-- Task data start --
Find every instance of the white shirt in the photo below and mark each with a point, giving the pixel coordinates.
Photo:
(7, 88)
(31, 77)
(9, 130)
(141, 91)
-- Task data end --
- [The problem] Reproduce each record shown above without altering a single word.

- [Written response]
Find every instance of the white shirt in the photo below and mark each with a point, giving the pixel coordinates.
Photo:
(7, 88)
(31, 77)
(9, 130)
(141, 91)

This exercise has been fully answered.